* Extract:
AN urgent investigation has been launched into why Inverclyde has become the 'coronavirus capital' of Scotland.

The expert probe — ordered by local authority leader Stephen McCabe — is seen as vital in getting to the root of how the district has by far the highest COVID-19 death rate in country.

During the crisis, official statistics have shown that people in the district are dying of the disease at nearly three times the national average.

Links have already been made between coronavirus deaths and poverty, poor health and elderly people being most at risk.

But it is thought that other factors have played a part contributing to the district's devastating death toll which, as of last Wednesday, stood at 106 lives lost to the virus from a population of just 78,000.

Councillor McCabe commissioned the report at a meeting of the policy and resources executive sub-committee and it is due to be delivered next month.

He said: "It is vital we try to establish why the impact on Inverclyde of COVID-19 has been so great and why we appear to have been hit earlier than most other areas of Scotland.

"The underlying health and age profile of our population will undoubtedly have been factors but these alone don't appear to explain why Inverclyde has been such an outlier in the Scottish statistics.

"Our community is rightly looking for answers.

"We need to know if the public health response to the early cases of the virus in Inverclyde was the right one and if the strategy for managing the virus both at a national and local level has been appropriate.

"If mistakes have been made we need to learn from them so that residents in Inverclyde and other parts of Scotland are not as vulnerable to any future waves of this deadly virus."

Data released earlier this year from the Scottish Index of Multiple Deprivation (SIMD) revealed that central Greenock is now officially the most deprived area in Scotland and Inverclyde has a higher than average pensioner population.

[Data entries]
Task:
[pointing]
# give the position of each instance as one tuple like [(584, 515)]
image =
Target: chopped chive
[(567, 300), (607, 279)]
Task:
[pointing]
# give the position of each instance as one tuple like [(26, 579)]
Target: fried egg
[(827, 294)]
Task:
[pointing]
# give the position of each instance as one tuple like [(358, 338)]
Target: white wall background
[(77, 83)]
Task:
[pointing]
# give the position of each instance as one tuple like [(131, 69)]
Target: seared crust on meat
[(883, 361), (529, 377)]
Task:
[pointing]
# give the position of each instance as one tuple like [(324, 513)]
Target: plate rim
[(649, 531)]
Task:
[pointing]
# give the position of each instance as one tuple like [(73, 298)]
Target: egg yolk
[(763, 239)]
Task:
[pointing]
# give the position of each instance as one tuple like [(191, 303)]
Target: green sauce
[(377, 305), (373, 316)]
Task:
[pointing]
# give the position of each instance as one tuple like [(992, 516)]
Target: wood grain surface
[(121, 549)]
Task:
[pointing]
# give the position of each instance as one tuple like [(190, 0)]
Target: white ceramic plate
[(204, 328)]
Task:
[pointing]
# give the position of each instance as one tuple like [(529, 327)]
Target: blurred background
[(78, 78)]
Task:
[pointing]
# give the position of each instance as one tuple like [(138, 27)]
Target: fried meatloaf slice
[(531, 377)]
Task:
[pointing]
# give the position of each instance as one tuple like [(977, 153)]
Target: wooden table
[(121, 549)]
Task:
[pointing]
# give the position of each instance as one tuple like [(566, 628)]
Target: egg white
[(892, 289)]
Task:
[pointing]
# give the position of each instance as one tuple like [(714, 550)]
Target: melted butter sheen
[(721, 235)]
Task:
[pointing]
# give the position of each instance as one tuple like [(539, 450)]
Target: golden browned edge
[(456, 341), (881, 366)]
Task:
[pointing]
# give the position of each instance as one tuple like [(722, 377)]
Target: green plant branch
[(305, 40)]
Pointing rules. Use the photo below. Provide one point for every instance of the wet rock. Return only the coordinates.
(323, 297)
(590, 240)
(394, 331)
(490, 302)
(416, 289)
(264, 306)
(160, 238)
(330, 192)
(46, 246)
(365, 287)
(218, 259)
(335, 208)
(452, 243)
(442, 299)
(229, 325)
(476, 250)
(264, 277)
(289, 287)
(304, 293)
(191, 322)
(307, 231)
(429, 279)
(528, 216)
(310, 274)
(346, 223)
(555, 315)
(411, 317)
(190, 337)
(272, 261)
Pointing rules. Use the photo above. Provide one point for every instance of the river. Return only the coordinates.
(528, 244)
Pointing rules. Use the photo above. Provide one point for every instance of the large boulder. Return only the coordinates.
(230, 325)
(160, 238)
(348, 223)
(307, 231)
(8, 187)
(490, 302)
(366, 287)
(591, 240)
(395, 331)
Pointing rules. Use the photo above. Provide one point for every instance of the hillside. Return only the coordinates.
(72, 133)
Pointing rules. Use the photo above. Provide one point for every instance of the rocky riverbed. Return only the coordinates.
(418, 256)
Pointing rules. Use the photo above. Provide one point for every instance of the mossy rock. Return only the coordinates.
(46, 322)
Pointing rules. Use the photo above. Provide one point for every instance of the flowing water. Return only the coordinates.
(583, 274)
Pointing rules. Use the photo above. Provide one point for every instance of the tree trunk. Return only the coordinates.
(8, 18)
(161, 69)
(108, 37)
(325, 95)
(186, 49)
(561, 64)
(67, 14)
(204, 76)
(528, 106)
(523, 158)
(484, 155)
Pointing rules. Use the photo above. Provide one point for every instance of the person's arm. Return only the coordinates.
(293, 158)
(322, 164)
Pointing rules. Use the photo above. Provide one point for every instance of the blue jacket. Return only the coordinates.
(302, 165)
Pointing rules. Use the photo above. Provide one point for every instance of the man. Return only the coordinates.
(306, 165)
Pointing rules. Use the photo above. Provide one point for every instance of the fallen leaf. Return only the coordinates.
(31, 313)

* Exercise 1: In the article on Inverclyde's COVID-19 death rate, why does McCabe say any mistakes need to be learned from?
* Exercise 2: Revise the Inverclyde article from "Data released earlier" to "average pensioner population.", putting "elderly population" in place of "pensioner population".
Nothing in the data entries is needed for this.

* Exercise response 1: He says mistakes need to be learned from so that residents in Inverclyde and other parts of Scotland are not as vulnerable to any future waves of the virus.

* Exercise response 2:
Data released earlier this year from the Scottish Index of Multiple Deprivation (SIMD) revealed that central Greenock is now officially the most deprived area in Scotland and Inverclyde has a higher than average elderly population.